Exercise
Copy each line of the listing below exactly.

Information given
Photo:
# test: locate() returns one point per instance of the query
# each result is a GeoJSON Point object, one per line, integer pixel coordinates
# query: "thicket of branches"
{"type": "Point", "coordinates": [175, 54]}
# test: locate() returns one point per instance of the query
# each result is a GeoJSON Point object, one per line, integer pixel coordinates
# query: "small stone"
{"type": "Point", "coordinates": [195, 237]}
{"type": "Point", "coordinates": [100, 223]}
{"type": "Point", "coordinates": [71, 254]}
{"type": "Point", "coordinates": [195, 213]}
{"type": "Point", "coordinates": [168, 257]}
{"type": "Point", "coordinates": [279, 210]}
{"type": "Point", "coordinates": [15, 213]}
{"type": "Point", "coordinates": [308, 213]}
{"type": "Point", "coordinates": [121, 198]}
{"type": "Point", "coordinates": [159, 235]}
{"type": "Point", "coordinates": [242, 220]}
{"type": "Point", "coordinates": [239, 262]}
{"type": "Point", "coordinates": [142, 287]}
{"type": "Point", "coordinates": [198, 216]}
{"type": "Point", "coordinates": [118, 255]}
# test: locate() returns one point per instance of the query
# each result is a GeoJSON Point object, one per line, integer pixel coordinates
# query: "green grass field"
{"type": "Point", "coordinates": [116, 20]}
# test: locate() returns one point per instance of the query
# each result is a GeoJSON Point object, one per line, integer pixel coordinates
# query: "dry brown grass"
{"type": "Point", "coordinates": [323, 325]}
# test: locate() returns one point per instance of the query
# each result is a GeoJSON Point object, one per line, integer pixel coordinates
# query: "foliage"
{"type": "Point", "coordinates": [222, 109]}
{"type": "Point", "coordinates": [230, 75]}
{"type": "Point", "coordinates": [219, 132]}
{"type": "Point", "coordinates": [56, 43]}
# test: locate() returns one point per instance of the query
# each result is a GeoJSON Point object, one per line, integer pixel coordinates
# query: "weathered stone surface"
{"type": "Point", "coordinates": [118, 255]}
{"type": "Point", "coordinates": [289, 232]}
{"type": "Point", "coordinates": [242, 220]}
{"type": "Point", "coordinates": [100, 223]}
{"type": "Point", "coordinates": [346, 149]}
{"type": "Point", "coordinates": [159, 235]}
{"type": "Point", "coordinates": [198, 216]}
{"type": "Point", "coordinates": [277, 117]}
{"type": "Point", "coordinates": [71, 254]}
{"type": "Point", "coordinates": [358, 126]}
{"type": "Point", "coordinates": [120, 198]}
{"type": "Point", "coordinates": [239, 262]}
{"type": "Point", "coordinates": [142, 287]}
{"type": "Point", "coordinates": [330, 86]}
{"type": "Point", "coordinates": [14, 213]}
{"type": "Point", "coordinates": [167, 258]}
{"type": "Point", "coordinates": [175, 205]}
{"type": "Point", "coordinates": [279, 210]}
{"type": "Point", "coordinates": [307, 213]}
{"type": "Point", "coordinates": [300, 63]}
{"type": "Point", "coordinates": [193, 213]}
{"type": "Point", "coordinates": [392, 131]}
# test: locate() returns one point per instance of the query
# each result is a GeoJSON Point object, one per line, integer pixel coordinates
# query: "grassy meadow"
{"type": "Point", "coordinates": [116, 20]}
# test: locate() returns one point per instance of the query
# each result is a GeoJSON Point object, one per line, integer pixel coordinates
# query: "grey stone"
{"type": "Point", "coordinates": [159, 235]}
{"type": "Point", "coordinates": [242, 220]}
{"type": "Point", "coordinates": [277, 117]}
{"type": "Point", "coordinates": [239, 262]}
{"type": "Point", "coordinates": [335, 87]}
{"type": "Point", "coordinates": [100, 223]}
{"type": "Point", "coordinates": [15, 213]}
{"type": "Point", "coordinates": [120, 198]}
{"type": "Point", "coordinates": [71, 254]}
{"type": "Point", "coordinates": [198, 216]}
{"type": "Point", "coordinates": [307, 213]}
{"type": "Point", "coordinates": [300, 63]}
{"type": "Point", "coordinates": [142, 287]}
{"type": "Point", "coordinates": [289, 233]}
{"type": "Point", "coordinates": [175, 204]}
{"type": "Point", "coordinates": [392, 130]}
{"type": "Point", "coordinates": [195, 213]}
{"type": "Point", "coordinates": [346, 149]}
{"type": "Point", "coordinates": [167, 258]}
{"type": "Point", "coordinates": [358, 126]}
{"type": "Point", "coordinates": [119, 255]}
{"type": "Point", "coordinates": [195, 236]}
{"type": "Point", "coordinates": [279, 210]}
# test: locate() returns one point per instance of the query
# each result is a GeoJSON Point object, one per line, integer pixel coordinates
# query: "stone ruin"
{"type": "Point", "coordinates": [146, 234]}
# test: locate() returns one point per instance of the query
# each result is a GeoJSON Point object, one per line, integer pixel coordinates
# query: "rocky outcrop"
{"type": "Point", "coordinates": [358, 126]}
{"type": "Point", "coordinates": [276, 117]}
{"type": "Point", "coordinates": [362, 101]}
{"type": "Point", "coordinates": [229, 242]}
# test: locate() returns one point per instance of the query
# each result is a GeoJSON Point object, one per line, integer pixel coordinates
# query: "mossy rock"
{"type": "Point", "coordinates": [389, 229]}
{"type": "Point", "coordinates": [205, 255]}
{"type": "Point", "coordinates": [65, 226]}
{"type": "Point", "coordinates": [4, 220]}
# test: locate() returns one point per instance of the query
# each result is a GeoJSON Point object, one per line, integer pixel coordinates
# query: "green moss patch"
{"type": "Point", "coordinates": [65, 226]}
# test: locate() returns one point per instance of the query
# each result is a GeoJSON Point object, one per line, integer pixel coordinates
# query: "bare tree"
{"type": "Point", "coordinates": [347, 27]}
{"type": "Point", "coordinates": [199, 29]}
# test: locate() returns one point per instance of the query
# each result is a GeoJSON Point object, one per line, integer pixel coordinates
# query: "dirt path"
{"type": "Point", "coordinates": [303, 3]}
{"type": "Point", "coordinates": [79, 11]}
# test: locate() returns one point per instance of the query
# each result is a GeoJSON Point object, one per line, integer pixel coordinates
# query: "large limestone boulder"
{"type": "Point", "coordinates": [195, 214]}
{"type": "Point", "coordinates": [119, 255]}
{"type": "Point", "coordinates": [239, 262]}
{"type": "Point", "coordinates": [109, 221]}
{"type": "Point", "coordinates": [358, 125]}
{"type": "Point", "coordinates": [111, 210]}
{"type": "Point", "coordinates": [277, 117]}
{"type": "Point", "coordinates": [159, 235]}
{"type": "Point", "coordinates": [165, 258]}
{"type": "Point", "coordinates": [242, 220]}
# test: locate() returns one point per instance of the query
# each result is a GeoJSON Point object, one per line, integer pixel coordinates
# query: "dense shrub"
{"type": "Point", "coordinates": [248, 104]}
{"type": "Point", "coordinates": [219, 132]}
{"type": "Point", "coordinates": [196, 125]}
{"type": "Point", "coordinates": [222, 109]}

Answer below
Photo:
# test: locate() returns one point per instance of the query
# each result is a GeoJSON Point object, one per line, integer pixel coordinates
# query: "thicket of branches"
{"type": "Point", "coordinates": [175, 54]}
# test: locate() returns one point per instance of the query
# each result is a GeoJSON Point object, one per line, integer pixel coordinates
# query: "small stone"
{"type": "Point", "coordinates": [195, 237]}
{"type": "Point", "coordinates": [100, 223]}
{"type": "Point", "coordinates": [71, 254]}
{"type": "Point", "coordinates": [195, 213]}
{"type": "Point", "coordinates": [168, 257]}
{"type": "Point", "coordinates": [279, 210]}
{"type": "Point", "coordinates": [15, 213]}
{"type": "Point", "coordinates": [308, 213]}
{"type": "Point", "coordinates": [121, 198]}
{"type": "Point", "coordinates": [159, 235]}
{"type": "Point", "coordinates": [242, 220]}
{"type": "Point", "coordinates": [239, 262]}
{"type": "Point", "coordinates": [142, 287]}
{"type": "Point", "coordinates": [198, 216]}
{"type": "Point", "coordinates": [118, 255]}
# test: locate() returns one point per instance of the query
# each result is a GeoJSON Point object, one per line, integer pixel coordinates
# query: "green grass field"
{"type": "Point", "coordinates": [116, 20]}
# test: locate() returns one point per instance of the query
# each result is a GeoJSON Point object, one per line, integer pixel coordinates
# query: "dry brown grass"
{"type": "Point", "coordinates": [323, 325]}
# test: locate() returns one point per instance of the query
# each result is a GeoJSON Point object, one per line, integer pixel coordinates
# query: "foliage"
{"type": "Point", "coordinates": [222, 109]}
{"type": "Point", "coordinates": [230, 75]}
{"type": "Point", "coordinates": [219, 132]}
{"type": "Point", "coordinates": [56, 43]}
# test: locate() returns one point per instance of the query
# each result is a GeoJSON Point object, one per line, integer pixel coordinates
# query: "weathered stone surface"
{"type": "Point", "coordinates": [118, 255]}
{"type": "Point", "coordinates": [289, 232]}
{"type": "Point", "coordinates": [242, 220]}
{"type": "Point", "coordinates": [100, 223]}
{"type": "Point", "coordinates": [346, 149]}
{"type": "Point", "coordinates": [159, 235]}
{"type": "Point", "coordinates": [198, 216]}
{"type": "Point", "coordinates": [277, 117]}
{"type": "Point", "coordinates": [71, 254]}
{"type": "Point", "coordinates": [358, 126]}
{"type": "Point", "coordinates": [120, 198]}
{"type": "Point", "coordinates": [239, 262]}
{"type": "Point", "coordinates": [142, 287]}
{"type": "Point", "coordinates": [330, 86]}
{"type": "Point", "coordinates": [14, 213]}
{"type": "Point", "coordinates": [167, 258]}
{"type": "Point", "coordinates": [175, 205]}
{"type": "Point", "coordinates": [279, 210]}
{"type": "Point", "coordinates": [307, 213]}
{"type": "Point", "coordinates": [300, 63]}
{"type": "Point", "coordinates": [193, 213]}
{"type": "Point", "coordinates": [392, 131]}
# test: locate() returns one point per instance of the query
# each result is a GeoJSON Point object, one per line, integer pixel coordinates
# query: "grassy meadow"
{"type": "Point", "coordinates": [116, 20]}
# test: locate() returns one point per instance of the query
# each result is a GeoJSON Point object, one per line, integer pixel coordinates
# query: "grey stone"
{"type": "Point", "coordinates": [159, 235]}
{"type": "Point", "coordinates": [242, 220]}
{"type": "Point", "coordinates": [277, 117]}
{"type": "Point", "coordinates": [239, 262]}
{"type": "Point", "coordinates": [335, 87]}
{"type": "Point", "coordinates": [100, 223]}
{"type": "Point", "coordinates": [15, 213]}
{"type": "Point", "coordinates": [120, 198]}
{"type": "Point", "coordinates": [71, 254]}
{"type": "Point", "coordinates": [198, 216]}
{"type": "Point", "coordinates": [307, 213]}
{"type": "Point", "coordinates": [300, 63]}
{"type": "Point", "coordinates": [142, 287]}
{"type": "Point", "coordinates": [289, 233]}
{"type": "Point", "coordinates": [175, 204]}
{"type": "Point", "coordinates": [392, 130]}
{"type": "Point", "coordinates": [195, 213]}
{"type": "Point", "coordinates": [346, 149]}
{"type": "Point", "coordinates": [167, 258]}
{"type": "Point", "coordinates": [358, 126]}
{"type": "Point", "coordinates": [119, 255]}
{"type": "Point", "coordinates": [195, 236]}
{"type": "Point", "coordinates": [279, 210]}
# test: locate() returns one point per instance of the query
# each result is a GeoJSON Point object, one per line, integer pixel coordinates
# query: "stone ruin"
{"type": "Point", "coordinates": [146, 234]}
# test: locate() returns one point per instance of the query
# each result is a GeoJSON Point object, one per line, integer pixel coordinates
# query: "rocky outcrop"
{"type": "Point", "coordinates": [358, 126]}
{"type": "Point", "coordinates": [276, 117]}
{"type": "Point", "coordinates": [362, 101]}
{"type": "Point", "coordinates": [229, 242]}
# test: locate() returns one point per instance of the query
# each result is a GeoJSON Point object, one per line, integer pixel coordinates
# query: "mossy rock"
{"type": "Point", "coordinates": [389, 229]}
{"type": "Point", "coordinates": [205, 255]}
{"type": "Point", "coordinates": [65, 226]}
{"type": "Point", "coordinates": [4, 220]}
# test: locate() returns one point per instance of the query
# each result is a GeoJSON Point object, one per line, integer pixel coordinates
# query: "green moss patch"
{"type": "Point", "coordinates": [65, 226]}
# test: locate() returns one point per instance of the query
# each result is a GeoJSON Point object, one per line, integer pixel coordinates
# query: "bare tree"
{"type": "Point", "coordinates": [347, 27]}
{"type": "Point", "coordinates": [199, 29]}
# test: locate() returns one point per instance of the query
# each result is a GeoJSON Point object, one per line, integer pixel coordinates
# query: "dirt path"
{"type": "Point", "coordinates": [303, 3]}
{"type": "Point", "coordinates": [79, 11]}
# test: locate() returns one point per instance of the query
# each result is a GeoJSON Point object, one per line, integer pixel coordinates
# query: "large limestone boulder"
{"type": "Point", "coordinates": [195, 214]}
{"type": "Point", "coordinates": [119, 255]}
{"type": "Point", "coordinates": [239, 262]}
{"type": "Point", "coordinates": [109, 221]}
{"type": "Point", "coordinates": [358, 125]}
{"type": "Point", "coordinates": [111, 210]}
{"type": "Point", "coordinates": [277, 117]}
{"type": "Point", "coordinates": [159, 235]}
{"type": "Point", "coordinates": [165, 258]}
{"type": "Point", "coordinates": [242, 220]}
# test: locate() returns one point per instance of the query
# each result is a GeoJSON Point object, one per line, integer pixel coordinates
# query: "dense shrub"
{"type": "Point", "coordinates": [248, 104]}
{"type": "Point", "coordinates": [219, 132]}
{"type": "Point", "coordinates": [196, 125]}
{"type": "Point", "coordinates": [222, 109]}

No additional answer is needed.